INFORMATION PROVIDED Block Start
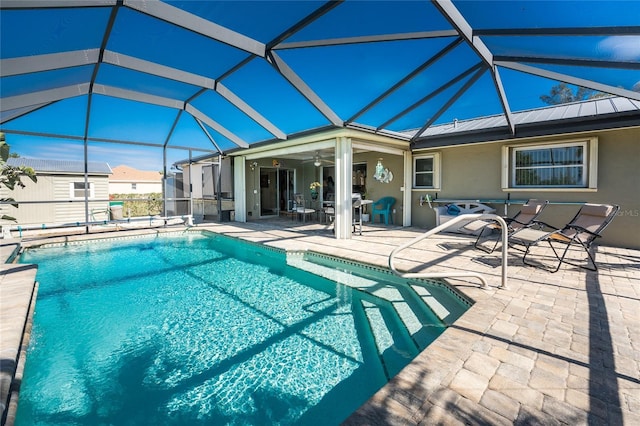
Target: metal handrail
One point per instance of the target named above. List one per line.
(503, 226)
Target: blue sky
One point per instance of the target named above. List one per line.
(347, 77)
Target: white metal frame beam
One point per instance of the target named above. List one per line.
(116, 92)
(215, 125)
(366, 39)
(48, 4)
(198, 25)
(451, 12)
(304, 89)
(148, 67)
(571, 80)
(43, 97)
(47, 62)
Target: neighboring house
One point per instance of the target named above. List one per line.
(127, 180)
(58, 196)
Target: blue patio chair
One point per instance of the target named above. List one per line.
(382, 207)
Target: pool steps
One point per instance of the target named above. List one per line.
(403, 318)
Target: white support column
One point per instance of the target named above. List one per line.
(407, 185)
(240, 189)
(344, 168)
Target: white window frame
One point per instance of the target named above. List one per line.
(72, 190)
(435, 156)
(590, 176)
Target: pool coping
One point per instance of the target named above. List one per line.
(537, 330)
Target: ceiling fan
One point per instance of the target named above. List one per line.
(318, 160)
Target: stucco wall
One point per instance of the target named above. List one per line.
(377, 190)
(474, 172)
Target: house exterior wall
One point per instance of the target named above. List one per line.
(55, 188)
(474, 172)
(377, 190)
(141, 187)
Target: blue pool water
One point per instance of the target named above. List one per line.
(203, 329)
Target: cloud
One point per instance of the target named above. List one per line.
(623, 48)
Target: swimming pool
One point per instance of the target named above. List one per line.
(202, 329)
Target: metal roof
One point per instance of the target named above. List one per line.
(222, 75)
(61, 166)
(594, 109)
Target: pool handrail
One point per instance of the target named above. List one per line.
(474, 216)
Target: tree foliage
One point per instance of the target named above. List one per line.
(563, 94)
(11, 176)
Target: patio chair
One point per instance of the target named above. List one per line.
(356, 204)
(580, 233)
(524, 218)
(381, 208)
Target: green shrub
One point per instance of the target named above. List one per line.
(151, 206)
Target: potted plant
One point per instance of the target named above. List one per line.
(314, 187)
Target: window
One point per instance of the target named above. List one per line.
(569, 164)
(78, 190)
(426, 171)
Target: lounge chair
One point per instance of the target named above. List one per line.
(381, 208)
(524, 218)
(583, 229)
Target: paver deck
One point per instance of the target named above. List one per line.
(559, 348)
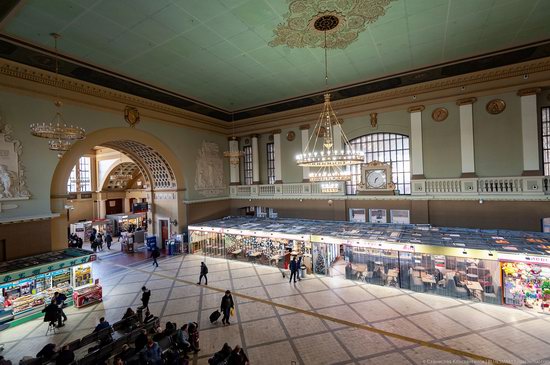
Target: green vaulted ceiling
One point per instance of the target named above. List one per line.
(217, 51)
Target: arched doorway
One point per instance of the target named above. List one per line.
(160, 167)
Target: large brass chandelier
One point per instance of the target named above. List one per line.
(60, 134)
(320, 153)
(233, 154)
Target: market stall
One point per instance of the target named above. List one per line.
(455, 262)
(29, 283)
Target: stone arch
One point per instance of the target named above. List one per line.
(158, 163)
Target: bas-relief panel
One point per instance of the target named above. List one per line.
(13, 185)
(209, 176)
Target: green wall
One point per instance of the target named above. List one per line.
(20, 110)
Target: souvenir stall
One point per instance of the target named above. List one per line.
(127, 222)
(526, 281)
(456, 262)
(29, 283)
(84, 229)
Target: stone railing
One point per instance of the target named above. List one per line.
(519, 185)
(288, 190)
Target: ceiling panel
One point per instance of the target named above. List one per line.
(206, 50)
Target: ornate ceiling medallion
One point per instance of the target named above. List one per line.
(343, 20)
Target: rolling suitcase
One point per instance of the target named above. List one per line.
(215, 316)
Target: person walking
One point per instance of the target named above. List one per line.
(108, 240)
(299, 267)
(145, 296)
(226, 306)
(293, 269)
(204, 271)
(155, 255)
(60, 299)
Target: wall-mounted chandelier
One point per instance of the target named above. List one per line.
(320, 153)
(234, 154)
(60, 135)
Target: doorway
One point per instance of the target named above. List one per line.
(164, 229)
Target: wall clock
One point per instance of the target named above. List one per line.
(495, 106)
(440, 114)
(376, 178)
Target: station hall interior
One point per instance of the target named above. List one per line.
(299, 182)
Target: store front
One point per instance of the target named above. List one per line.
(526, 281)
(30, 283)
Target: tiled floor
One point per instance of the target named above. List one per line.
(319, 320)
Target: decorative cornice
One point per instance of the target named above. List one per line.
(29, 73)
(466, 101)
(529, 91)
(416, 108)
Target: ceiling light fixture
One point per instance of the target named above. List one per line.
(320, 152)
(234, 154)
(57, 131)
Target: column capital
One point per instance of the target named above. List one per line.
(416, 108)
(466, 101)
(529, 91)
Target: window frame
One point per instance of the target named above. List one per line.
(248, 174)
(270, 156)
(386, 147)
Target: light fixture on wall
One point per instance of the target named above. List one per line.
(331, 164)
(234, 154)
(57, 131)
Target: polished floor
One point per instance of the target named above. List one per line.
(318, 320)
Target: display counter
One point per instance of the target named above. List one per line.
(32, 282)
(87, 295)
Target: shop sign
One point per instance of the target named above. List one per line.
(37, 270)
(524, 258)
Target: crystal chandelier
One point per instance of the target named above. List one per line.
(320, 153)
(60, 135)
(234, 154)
INFORMATION PROVIDED Block End
**BRIEF:**
Please output exactly the lines of the data above, from its first line through the line with "Target: white metal frame beam", and nothing else; drop the pictures.

**TASK RESPONSE:**
Target: metal handrail
One point per instance of the target named above. List one per line.
(503, 226)
Target: blue sky
One point per instance of the target named above. List one per line.
(347, 77)
Target: white metal frame beam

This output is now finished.